What is being asked: Nothing other than the lines from the one containing "Each instance receives one keypoint. Mark the magenta" through the last line of the data below should be output, each reproduced exactly.
Source material section start
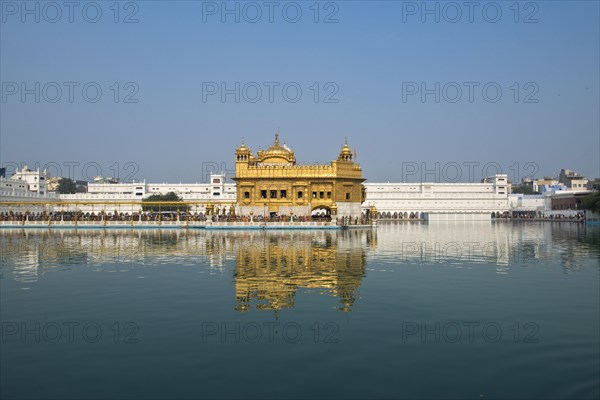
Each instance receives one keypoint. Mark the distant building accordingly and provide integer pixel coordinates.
(36, 180)
(466, 201)
(572, 180)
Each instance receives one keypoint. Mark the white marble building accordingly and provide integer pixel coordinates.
(417, 200)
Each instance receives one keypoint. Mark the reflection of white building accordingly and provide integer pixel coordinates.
(400, 200)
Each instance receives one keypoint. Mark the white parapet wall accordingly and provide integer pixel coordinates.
(458, 217)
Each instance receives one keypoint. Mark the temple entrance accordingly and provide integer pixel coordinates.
(320, 212)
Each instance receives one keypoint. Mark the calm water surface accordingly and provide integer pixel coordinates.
(406, 310)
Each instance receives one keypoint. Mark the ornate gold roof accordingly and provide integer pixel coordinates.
(277, 154)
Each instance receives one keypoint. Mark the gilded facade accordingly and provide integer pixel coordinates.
(270, 183)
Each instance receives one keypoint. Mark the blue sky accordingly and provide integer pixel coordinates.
(371, 61)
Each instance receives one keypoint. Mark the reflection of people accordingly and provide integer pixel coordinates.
(270, 271)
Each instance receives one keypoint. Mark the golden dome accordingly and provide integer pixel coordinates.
(345, 153)
(278, 153)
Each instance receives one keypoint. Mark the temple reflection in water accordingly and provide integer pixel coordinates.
(272, 267)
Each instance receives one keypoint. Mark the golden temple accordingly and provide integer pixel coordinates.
(270, 183)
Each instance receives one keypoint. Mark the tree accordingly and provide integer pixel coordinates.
(170, 197)
(525, 189)
(66, 186)
(591, 202)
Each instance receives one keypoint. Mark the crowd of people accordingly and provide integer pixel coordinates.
(150, 216)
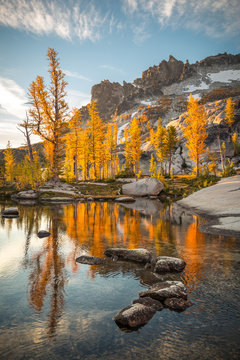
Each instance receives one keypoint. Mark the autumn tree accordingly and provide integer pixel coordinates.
(96, 133)
(9, 163)
(235, 142)
(72, 156)
(195, 131)
(48, 112)
(134, 144)
(159, 140)
(171, 143)
(26, 129)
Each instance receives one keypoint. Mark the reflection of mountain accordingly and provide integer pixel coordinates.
(48, 277)
(93, 227)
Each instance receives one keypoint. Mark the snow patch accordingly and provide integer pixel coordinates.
(225, 76)
(192, 88)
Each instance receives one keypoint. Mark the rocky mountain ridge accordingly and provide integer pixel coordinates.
(171, 78)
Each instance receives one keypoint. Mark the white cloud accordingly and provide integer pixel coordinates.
(77, 98)
(216, 18)
(111, 68)
(75, 75)
(59, 17)
(12, 98)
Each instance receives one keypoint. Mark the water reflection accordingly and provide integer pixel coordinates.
(91, 228)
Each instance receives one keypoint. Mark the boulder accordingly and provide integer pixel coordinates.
(147, 301)
(134, 316)
(165, 290)
(125, 199)
(89, 260)
(143, 187)
(169, 264)
(10, 213)
(43, 233)
(177, 304)
(137, 255)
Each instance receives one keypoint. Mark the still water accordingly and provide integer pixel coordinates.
(54, 308)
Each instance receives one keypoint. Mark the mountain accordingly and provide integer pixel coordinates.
(166, 86)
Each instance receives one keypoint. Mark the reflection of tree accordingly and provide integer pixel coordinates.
(48, 277)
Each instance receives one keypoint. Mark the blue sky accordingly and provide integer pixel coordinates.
(102, 39)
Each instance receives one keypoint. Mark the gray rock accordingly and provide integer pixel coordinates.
(125, 199)
(177, 304)
(89, 260)
(147, 301)
(165, 290)
(134, 316)
(168, 264)
(144, 187)
(43, 233)
(138, 255)
(10, 213)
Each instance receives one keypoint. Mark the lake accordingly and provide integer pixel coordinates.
(54, 308)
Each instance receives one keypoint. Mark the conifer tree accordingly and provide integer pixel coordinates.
(9, 163)
(195, 131)
(48, 111)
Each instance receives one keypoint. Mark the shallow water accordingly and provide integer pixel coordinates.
(54, 308)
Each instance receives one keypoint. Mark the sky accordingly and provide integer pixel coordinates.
(102, 39)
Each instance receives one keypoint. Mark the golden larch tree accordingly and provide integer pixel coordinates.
(135, 144)
(48, 112)
(9, 163)
(195, 131)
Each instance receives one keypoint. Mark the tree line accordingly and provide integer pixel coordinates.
(89, 149)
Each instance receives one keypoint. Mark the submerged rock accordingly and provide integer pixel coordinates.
(144, 187)
(165, 290)
(169, 264)
(134, 316)
(28, 195)
(89, 260)
(138, 255)
(43, 233)
(177, 304)
(147, 301)
(10, 213)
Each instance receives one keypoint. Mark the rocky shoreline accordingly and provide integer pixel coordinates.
(171, 294)
(219, 204)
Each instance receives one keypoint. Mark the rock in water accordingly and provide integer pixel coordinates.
(134, 316)
(143, 187)
(138, 255)
(43, 233)
(89, 260)
(177, 304)
(147, 301)
(10, 213)
(165, 290)
(168, 264)
(28, 195)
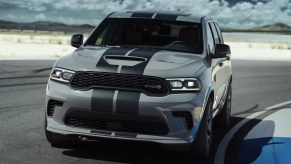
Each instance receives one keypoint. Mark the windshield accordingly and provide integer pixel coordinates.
(161, 34)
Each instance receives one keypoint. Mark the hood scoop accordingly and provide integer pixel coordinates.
(123, 60)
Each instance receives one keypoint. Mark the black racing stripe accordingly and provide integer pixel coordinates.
(142, 15)
(103, 66)
(139, 68)
(127, 102)
(102, 100)
(166, 16)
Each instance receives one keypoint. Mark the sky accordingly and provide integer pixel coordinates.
(229, 13)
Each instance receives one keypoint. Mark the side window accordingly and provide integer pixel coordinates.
(219, 33)
(210, 40)
(214, 32)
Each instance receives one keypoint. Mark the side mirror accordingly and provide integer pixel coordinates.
(222, 51)
(77, 40)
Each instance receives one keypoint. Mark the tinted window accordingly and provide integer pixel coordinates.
(210, 40)
(214, 32)
(162, 34)
(219, 32)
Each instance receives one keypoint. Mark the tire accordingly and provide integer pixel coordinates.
(223, 118)
(58, 140)
(200, 147)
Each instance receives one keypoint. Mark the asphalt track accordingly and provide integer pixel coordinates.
(256, 86)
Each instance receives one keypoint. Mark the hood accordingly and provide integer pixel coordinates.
(143, 61)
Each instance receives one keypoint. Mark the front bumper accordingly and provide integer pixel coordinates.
(158, 107)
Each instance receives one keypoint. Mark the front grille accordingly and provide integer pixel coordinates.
(117, 123)
(146, 84)
(187, 118)
(51, 106)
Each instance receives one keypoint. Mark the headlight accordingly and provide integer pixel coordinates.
(184, 84)
(61, 75)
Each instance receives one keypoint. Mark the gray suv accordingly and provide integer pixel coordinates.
(145, 76)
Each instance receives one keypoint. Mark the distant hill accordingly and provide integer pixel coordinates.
(274, 27)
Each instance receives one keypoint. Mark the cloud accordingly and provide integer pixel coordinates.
(40, 16)
(244, 14)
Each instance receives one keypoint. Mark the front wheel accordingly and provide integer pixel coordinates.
(200, 147)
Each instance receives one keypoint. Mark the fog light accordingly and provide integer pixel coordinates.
(67, 75)
(176, 84)
(191, 84)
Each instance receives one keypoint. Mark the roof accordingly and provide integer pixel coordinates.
(164, 15)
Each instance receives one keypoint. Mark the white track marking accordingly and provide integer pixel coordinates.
(220, 153)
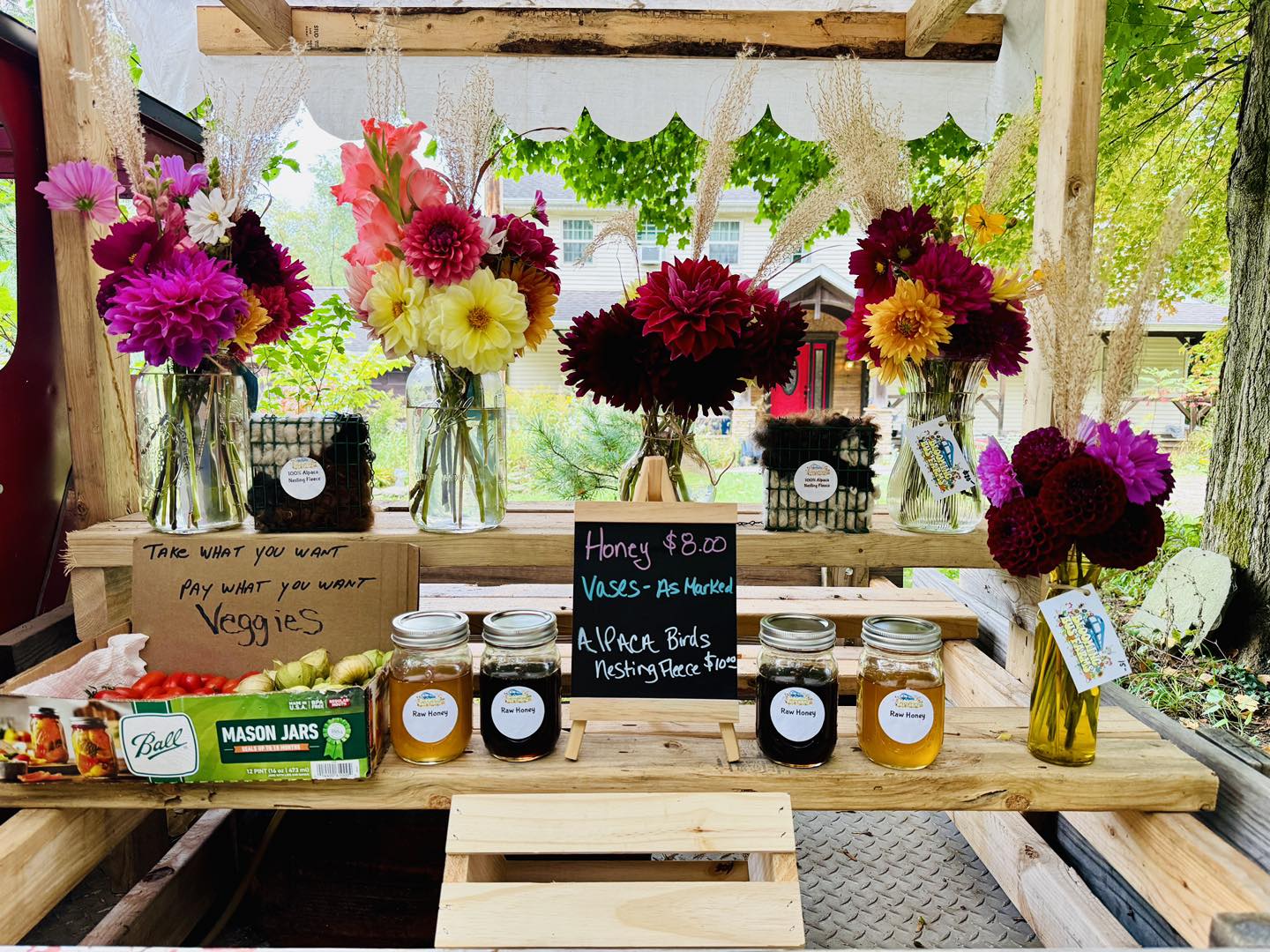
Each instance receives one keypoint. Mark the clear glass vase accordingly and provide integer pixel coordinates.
(669, 435)
(938, 387)
(1062, 721)
(192, 449)
(458, 447)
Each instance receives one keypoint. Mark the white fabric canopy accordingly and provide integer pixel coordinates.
(628, 98)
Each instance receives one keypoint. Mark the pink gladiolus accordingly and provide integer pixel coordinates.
(83, 187)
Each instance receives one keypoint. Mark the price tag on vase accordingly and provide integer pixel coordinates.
(1086, 637)
(940, 458)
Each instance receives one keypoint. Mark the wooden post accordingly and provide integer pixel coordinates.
(98, 390)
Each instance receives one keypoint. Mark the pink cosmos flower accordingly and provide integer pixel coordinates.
(83, 187)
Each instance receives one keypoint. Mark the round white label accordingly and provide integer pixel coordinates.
(430, 715)
(303, 478)
(906, 716)
(816, 480)
(517, 712)
(796, 714)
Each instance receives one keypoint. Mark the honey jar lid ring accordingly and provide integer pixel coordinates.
(430, 628)
(519, 628)
(900, 634)
(796, 631)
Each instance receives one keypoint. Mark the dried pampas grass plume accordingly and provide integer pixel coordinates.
(721, 149)
(1124, 343)
(865, 140)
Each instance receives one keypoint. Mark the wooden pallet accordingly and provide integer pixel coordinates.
(499, 891)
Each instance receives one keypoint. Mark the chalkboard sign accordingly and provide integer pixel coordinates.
(654, 600)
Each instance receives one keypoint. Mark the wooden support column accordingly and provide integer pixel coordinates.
(98, 390)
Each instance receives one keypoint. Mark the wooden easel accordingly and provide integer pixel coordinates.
(654, 487)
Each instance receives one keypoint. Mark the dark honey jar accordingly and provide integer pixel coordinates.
(519, 684)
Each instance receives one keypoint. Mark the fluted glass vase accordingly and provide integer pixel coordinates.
(938, 387)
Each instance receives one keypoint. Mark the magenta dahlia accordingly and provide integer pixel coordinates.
(444, 244)
(181, 311)
(1082, 496)
(696, 306)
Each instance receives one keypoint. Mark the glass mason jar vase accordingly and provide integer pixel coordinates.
(938, 387)
(458, 447)
(1062, 721)
(192, 449)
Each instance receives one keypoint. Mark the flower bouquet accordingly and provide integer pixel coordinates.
(929, 315)
(460, 292)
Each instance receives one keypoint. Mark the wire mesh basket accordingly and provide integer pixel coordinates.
(311, 472)
(818, 472)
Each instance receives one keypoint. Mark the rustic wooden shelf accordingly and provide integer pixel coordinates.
(984, 766)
Source material section end
Answer to this problem:
Each instance receives one keypoint. Mark the magenta dahlia accordingly and provide integer pixel coordinates.
(444, 244)
(181, 311)
(1082, 496)
(696, 306)
Each instance receives one keypoint. Mark the glass mason jar vase accordingly and provide integer pixel coordinates.
(938, 387)
(458, 447)
(1062, 721)
(192, 449)
Each instance receives one keypoint. Mark the flower bouquet accordingly and provide integer pixel coordinates.
(929, 315)
(460, 292)
Each instance receives one keypoint. Mark the wire mesh basket accordingly and provide integer pixel coordinates.
(311, 472)
(818, 472)
Each instance receives one keypoint. Mark the rustic wooden shelf accordingly and provide integer pixel coordinates.
(984, 766)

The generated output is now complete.